Directions.
1) Decide whether each statement agrees with the Battleborn history: (a) Battleborn went on sale for $60. (b) Overwatch earned a Metacritic score of 68%. (c) Battleborn's season pass was priced at $20. Answer yes or no for each and quote the words of the text that settle it.
2) According to the Battleborn history, what was the game's peak player count in September 2016?
3) Output the Battleborn history without changes. Begin at the words "May 11, 2016" and stop after "a similar fashion.".

Text shown.
Battleborn, A History: 2014 – 2021

July 8, 2014

Game Informer announced that Battleborn, the first original title by Gearbox Software since Borderlands in 2009, was in development. According to their article, the game was going to “take the minion smashing and fast leveling often associated with MOBAs and inject it into an intergalactic first-person battle arena.” Randy Pitchford, President of Gearbox Software, claimed that Battleborn was set to be “the most ambitious video game that Gearbox has ever created.”

April 20, 2016

VG247 released an article comparing the upcoming Overwatch, Battleborn, and Paragon and offers advice on which one you should buy.

May 3, 2016

Battleborn is released for 60$ to mixed reviews, achieving a Metacritic score of 68%. It also has a season pass available for 20$ that promises new story operations, skins, and taunts.

May 11, 2016

Battleborn’s creative director, Randy Varnell, announces that Battleborn’s sales are tracking just a little over those of Borderlands in its first week. He said that the “launch has been pretty good,” comparing it to Borderlands, and expects it to perform in a similar fashion.

May 24, 2016

Overwatch, Blizzard Entertainment’s team-based shooter, launches across all platforms for $40. It launches to wide critic acclaim, scoring 91% on Metacritic.

May 25, 2016

2K cut Battleborn’s base price by $20, bringing the Digital Deluxe version down to $54.99 and the Standard version down to $39.99. They also introduced a new character and confirmed four more are in the works.

May 30, 2016

Vice released an article comparing Battleborn unfavorably to Overwatch, one of the first in a series of unfavorable comparisons between the two games. They praise Overwatch’s simplicity, citing it’s lack of “complicated leveling or multiple objectives” as a positive, saying that “[i]t just gives you a target and then says go.” They also claim that Battleborn feels very much like it fits in with the “Gearbox style” and that they were worried there were too many characters “for the sake of there being a varied choice.” In contrast, they found that the Overwatch characters served a more functional purpose and were built to function within each map and game mode instead of “just having a cool gun to kill people with.”

June 28, 2016

Gearbox announces its DLC plans for Battleborn. They intend to release or announce new content every two weeks starting in July. The DLC in question includes five free heroes, a broadcaster mode, gameplay and bug fixes, and some new free modes, all of which are to be released across the year. The aforementioned Story Operations included in the season pass are planned to be released throughout Winter, save for a few that are due toward the end of Summer.

July 2016

Battleborn’s player count reached a peak of 2,310 players, down from 12,070 on launch.

August 5, 2016

Take-Two CEO Strauss Zelnick admitted to poor sales when it came to Battleborn, saying, “its performance in the market has been below our expectations.” However, he claims that they are committed to the game, and he believes that there is still a chance to continue building the game’s player base over time. Zelnick goes on to claim that “[a]udiences love Battleborn. […] We’re not counting it out for a minute,” implying 2K very much plans to continue Battleborn’s legacy into the future.

September 2016

Battleborn’s player count reaches a new low with a peak player count of 657.

Given records.
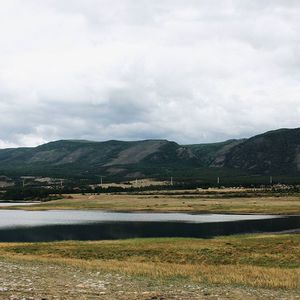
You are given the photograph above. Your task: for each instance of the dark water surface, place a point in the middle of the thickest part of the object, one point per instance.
(18, 225)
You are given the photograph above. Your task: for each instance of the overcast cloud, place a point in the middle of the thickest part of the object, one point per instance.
(189, 71)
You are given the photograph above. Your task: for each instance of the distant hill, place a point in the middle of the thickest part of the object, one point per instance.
(276, 152)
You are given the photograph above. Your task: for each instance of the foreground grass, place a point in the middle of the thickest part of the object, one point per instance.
(267, 261)
(227, 203)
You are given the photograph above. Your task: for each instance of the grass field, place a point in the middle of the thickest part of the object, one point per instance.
(214, 202)
(267, 261)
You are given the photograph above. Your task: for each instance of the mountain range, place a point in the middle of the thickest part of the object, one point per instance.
(275, 152)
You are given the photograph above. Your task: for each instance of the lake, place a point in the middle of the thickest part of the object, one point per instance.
(28, 226)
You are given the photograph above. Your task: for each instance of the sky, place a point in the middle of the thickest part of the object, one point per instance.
(192, 71)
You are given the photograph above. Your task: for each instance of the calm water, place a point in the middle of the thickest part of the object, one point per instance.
(18, 225)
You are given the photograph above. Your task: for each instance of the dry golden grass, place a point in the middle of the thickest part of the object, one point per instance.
(269, 261)
(170, 202)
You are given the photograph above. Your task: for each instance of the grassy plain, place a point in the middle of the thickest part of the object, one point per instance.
(214, 201)
(264, 261)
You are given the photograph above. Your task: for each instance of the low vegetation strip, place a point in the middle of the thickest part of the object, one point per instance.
(264, 261)
(185, 203)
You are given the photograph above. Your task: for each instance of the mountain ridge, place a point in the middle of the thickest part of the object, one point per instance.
(276, 151)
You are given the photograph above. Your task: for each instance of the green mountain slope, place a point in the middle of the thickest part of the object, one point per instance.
(276, 152)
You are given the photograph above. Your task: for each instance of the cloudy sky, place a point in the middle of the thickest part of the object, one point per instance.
(186, 70)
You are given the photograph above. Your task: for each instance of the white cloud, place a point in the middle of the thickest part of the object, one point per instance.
(191, 71)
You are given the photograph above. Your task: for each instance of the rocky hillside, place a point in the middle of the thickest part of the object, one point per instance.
(276, 152)
(272, 152)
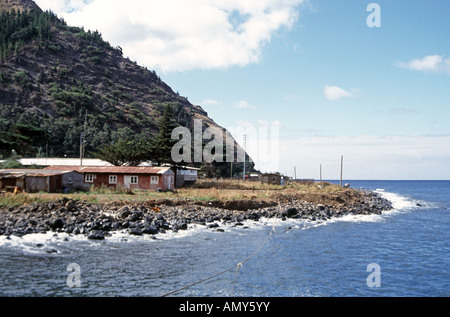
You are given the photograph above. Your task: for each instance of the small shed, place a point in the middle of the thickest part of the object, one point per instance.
(186, 176)
(33, 181)
(123, 177)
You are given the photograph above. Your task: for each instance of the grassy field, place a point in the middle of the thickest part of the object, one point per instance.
(202, 191)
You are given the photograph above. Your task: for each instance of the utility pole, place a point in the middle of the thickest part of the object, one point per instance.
(245, 154)
(82, 140)
(321, 183)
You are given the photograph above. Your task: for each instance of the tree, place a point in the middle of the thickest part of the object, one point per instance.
(161, 146)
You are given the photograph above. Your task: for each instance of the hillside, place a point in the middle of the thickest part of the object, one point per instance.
(57, 81)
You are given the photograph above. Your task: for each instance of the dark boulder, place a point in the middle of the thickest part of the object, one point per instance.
(96, 235)
(150, 230)
(135, 232)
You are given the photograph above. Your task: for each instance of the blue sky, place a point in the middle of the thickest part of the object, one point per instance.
(313, 69)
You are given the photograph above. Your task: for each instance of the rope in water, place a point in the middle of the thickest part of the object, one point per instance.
(237, 267)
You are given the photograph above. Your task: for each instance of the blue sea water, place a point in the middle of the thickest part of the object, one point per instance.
(409, 245)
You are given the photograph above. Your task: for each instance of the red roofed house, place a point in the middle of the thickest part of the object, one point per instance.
(144, 178)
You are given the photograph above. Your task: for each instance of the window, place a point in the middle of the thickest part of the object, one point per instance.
(89, 178)
(154, 180)
(113, 179)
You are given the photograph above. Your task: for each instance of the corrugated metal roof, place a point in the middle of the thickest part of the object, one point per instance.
(112, 169)
(33, 173)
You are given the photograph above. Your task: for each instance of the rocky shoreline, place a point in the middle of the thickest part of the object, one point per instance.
(98, 221)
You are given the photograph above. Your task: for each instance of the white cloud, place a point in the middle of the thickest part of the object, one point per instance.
(243, 105)
(210, 102)
(178, 35)
(335, 93)
(431, 63)
(368, 157)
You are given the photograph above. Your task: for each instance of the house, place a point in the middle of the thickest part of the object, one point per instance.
(34, 181)
(271, 179)
(122, 177)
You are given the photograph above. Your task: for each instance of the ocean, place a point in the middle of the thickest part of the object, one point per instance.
(402, 253)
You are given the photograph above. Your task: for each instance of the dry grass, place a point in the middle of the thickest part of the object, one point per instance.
(204, 190)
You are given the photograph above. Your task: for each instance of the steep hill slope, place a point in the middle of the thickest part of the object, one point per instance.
(57, 81)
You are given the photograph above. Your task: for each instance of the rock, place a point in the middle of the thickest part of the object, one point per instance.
(56, 224)
(70, 205)
(291, 212)
(135, 232)
(150, 230)
(124, 212)
(320, 207)
(96, 235)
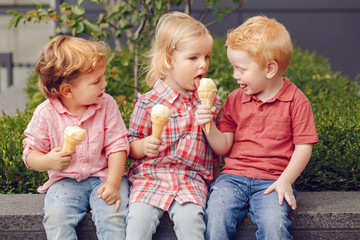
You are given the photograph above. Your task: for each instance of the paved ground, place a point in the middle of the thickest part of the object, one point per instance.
(13, 98)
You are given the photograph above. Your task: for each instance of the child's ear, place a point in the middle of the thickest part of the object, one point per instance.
(271, 69)
(65, 90)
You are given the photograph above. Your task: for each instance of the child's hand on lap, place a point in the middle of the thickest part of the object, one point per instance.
(151, 146)
(284, 190)
(110, 195)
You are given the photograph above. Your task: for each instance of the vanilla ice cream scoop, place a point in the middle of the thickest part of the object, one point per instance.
(160, 111)
(207, 84)
(72, 137)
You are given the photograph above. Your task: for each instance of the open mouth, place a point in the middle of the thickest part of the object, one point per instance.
(196, 80)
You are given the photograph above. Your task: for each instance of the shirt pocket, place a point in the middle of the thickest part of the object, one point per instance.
(279, 128)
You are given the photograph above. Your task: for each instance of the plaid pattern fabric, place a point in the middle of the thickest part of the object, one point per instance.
(185, 163)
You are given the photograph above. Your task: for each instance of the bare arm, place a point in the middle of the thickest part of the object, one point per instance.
(297, 164)
(56, 160)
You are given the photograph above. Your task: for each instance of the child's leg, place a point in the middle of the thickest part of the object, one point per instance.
(268, 216)
(66, 204)
(188, 220)
(142, 221)
(110, 224)
(227, 206)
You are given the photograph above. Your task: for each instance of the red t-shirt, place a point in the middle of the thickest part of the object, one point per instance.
(265, 132)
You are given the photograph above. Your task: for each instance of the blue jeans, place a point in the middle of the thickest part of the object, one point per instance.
(143, 219)
(67, 202)
(231, 197)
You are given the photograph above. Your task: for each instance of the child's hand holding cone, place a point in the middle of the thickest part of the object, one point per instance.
(207, 92)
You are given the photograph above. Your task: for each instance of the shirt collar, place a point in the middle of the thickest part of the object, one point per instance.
(165, 92)
(59, 107)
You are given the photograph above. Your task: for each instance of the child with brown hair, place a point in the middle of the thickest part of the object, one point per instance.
(266, 132)
(71, 72)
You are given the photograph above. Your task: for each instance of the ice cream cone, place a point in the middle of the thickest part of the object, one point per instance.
(158, 126)
(207, 98)
(70, 143)
(72, 137)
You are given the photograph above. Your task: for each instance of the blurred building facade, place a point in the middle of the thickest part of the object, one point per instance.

Solutions to the tasks.
1)
(a) Yes: "Battleborn is released for 60$ to mixed reviews"
(b) No: "scoring 91% on Metacritic"
(c) Yes: "It also has a season pass available for 20$"

2) 657 players.

3)
May 11, 2016

Battleborn’s creative director, Randy Varnell, announces that Battleborn’s sales are tracking just a little over those of Borderlands in its first week. He said that the “launch has been pretty good,” comparing it to Borderlands, and expects it to perform in a similar fashion.